→ Exercise
Restate all of the entries verbatim.

[Excerpts from a dataset]
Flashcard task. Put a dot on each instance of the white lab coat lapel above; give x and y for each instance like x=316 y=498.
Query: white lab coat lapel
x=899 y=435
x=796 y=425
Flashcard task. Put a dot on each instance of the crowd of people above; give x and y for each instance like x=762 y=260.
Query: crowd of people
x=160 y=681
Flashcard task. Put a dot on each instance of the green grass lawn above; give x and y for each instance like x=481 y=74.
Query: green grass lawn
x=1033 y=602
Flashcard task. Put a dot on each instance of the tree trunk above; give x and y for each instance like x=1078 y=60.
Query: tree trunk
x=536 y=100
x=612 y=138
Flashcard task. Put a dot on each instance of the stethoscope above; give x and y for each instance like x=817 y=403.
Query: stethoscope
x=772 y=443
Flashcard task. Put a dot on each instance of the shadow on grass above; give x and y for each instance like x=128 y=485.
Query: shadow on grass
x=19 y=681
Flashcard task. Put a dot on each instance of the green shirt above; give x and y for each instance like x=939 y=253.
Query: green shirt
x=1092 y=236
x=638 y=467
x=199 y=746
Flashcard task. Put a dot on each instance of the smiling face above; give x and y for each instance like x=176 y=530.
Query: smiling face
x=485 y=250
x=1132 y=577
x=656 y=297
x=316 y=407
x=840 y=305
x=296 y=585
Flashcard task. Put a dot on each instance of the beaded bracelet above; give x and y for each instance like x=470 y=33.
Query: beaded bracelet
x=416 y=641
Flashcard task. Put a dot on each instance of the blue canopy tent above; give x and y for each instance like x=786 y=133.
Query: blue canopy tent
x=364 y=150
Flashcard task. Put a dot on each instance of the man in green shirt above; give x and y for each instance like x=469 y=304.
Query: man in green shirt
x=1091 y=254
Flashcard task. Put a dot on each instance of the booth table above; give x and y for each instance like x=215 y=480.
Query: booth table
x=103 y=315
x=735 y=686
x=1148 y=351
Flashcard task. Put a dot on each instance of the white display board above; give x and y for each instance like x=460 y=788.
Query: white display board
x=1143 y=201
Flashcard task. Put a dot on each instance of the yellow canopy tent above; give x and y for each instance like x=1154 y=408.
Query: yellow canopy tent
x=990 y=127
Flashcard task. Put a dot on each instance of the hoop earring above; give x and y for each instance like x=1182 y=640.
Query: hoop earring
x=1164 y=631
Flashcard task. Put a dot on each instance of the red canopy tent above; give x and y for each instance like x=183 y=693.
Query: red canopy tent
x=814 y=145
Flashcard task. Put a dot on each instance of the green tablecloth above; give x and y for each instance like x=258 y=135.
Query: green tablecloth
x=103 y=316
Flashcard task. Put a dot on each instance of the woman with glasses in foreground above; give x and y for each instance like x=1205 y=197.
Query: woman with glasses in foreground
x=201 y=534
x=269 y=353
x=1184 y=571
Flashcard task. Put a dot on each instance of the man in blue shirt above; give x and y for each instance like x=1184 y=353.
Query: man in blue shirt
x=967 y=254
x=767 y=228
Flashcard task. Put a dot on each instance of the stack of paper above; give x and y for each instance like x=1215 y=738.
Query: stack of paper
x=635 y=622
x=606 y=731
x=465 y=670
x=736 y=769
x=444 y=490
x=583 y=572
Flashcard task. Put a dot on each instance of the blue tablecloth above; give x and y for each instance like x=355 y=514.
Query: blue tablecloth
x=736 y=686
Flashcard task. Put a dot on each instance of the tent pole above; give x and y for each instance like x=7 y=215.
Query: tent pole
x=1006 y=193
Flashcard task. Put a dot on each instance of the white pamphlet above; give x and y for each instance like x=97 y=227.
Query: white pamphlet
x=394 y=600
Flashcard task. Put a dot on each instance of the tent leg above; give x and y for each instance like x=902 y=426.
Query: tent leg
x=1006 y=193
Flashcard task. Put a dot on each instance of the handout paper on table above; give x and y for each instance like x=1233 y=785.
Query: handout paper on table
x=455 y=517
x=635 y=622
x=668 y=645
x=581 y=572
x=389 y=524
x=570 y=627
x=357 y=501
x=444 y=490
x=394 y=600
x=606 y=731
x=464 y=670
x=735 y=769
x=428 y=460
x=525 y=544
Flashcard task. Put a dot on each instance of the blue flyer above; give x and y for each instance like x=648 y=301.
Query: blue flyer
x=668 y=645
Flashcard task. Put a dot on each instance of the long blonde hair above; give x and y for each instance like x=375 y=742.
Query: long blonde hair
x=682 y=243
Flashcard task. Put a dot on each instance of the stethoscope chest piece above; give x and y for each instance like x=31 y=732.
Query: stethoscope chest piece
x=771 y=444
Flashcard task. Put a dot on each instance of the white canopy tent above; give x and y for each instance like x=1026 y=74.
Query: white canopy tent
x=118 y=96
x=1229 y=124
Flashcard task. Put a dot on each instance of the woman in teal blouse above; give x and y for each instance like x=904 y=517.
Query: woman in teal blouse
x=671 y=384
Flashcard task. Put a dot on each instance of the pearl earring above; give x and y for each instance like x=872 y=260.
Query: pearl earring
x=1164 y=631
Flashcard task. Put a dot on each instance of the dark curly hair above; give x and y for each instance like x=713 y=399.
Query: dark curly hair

→ Result for this exercise
Flashcard task. Put a dot on each instance of the white lab coat lapel above; give x and y for each instance like x=316 y=498.
Query: white lab coat lapel
x=899 y=435
x=796 y=425
Flashcard task. Put a dot on each instance of the crowd of people above; give x and y for each instance like x=762 y=260.
Query: crowd of people
x=160 y=681
Flashcard task. Put a dot on each instance of the green grass lawn above; give x and y for each instance like x=481 y=74.
Query: green grass lawn
x=1033 y=602
Flashcard task. Put a dot on each instance of the tree trunk above; give x and y for each instance like x=1078 y=60.
Query: tree trunk
x=536 y=100
x=612 y=138
Flashcard task. Put a dot on each instance of the stethoscope above; give x and y for each instance like x=817 y=403.
Query: stethoscope
x=772 y=443
Flashcard task. Put a dot on each instance of the shadow on grass above; give x and y for each instance like x=128 y=485.
Query: shadow on grass
x=19 y=681
Flashcard task. Put a dot on each instance of the green shirt above; give x and y for each instance like x=939 y=253.
Query: green shirt
x=1092 y=236
x=638 y=467
x=199 y=746
Flashcard task. Put a dot on each instance of the smiling face above; give x and y for each instance like x=176 y=530.
Query: smiling face
x=485 y=250
x=1132 y=577
x=656 y=297
x=316 y=407
x=840 y=305
x=296 y=585
Flashcard task. Put a dot on each instance of the beaded bracelet above; give x and y for each instance like x=470 y=33.
Query: beaded bracelet
x=416 y=641
Flashcard task. Put a dot on each instance of the blue canopy tent above; give x and y for each instance like x=786 y=133.
Query: blue canopy tent
x=364 y=150
Flashcard task. Put a dot on each instance of the man in green shirt above; give x and y for each instance like x=469 y=304.
Query: man in green shirt
x=1091 y=254
Flashcard task. Put a dot on each instance of the booth table above; give x and y for each instance like x=215 y=480.
Query: booth table
x=103 y=315
x=735 y=686
x=1148 y=351
Flashcard task. Put a dot on each instance of the white display board above; give x and y for each instance like x=460 y=788.
Query: white display board
x=1143 y=201
Flashcard task. Put a dot on each instance of the yellow canopy tent above; give x and y for each instance like x=1154 y=408.
Query: yellow canopy tent
x=990 y=127
Flashcard task. Put a dot on each instance of the hoop earring above; give x and y for each instance like x=1182 y=640.
Query: hoop earring
x=1164 y=631
Flashcard task. Put a dot on each instance of the red canopy tent above; give x and y for each instance like x=183 y=693.
Query: red canopy tent
x=814 y=145
Flashcard task. Put a dot on each instance of the green tablecloth above; give x and y for each instance like x=258 y=135.
Query: green tablecloth
x=103 y=316
Flashcard task. Put a dot on each instance of the woman with glasses in foreground above; give x and y for each instance like x=1205 y=197.
Query: woman with glasses in foreground
x=201 y=534
x=269 y=353
x=1184 y=571
Flashcard task. Put a dot on each instance of the man in blue shirt above; give x and y for each instance like x=1184 y=353.
Query: man in blue shirt
x=967 y=254
x=767 y=228
Flashcard task. Put a dot on each instance of the stack of paper above; give x and y for each instance like x=1215 y=738.
Query: stack of paper
x=635 y=622
x=606 y=731
x=465 y=670
x=736 y=769
x=444 y=490
x=583 y=572
Flashcard task. Put a dot on each instance of the blue tablecloth above; give x and y for each instance like x=355 y=514.
Query: blue tablecloth
x=736 y=686
Flashcard task. Put a dot on each instance of the tent pole above; give x and y for each instance like x=7 y=215.
Query: tent pole
x=1006 y=193
Flashcard task. Put a dot on each instance of the white pamphlet above; give x and y for each instance like x=97 y=227.
Query: white pamphlet
x=394 y=600
Flashcard task. Put a dot on each instance of the tent leg above; give x and y for each instance like x=902 y=426.
Query: tent leg
x=1006 y=193
Flashcard task. Put a dot on each instance of the handout paper on table above; give x and y for each instance like x=1233 y=785.
Query: handout paper on table
x=455 y=517
x=635 y=622
x=668 y=645
x=581 y=572
x=389 y=524
x=570 y=627
x=357 y=501
x=444 y=490
x=394 y=600
x=606 y=731
x=464 y=670
x=735 y=769
x=428 y=460
x=525 y=544
Flashcard task. Put a dot on each instance of the blue flyer above; give x and y for each instance like x=648 y=301.
Query: blue flyer
x=668 y=645
Flashcard task. Put a dot on each instance of the long blonde hair above; give x and y for each instance like x=375 y=742.
Query: long blonde hair
x=682 y=243
Flashcard task. Put a dot on each instance of the stethoscope chest piece above; give x and y for each instance like x=31 y=732.
Query: stethoscope chest piece
x=771 y=444
Flashcard task. Put a dot on each instance of the white canopy tent above; give x and y for each instance like x=1026 y=74.
Query: white canopy tent
x=118 y=96
x=1229 y=124
Flashcard task. Put a dot on each instance of the woman in teal blouse above; give x and y for each instance like x=904 y=517.
Query: woman in teal blouse
x=671 y=384
Flashcard task. Put a dot on each instance of the pearl earring above; give x and y for each instance like x=872 y=260.
Query: pearl earring
x=1164 y=631
Flashcard task. Put a dot on each instance of the dark curly hair above; give x and y for each instance like x=713 y=399.
Query: dark curly hair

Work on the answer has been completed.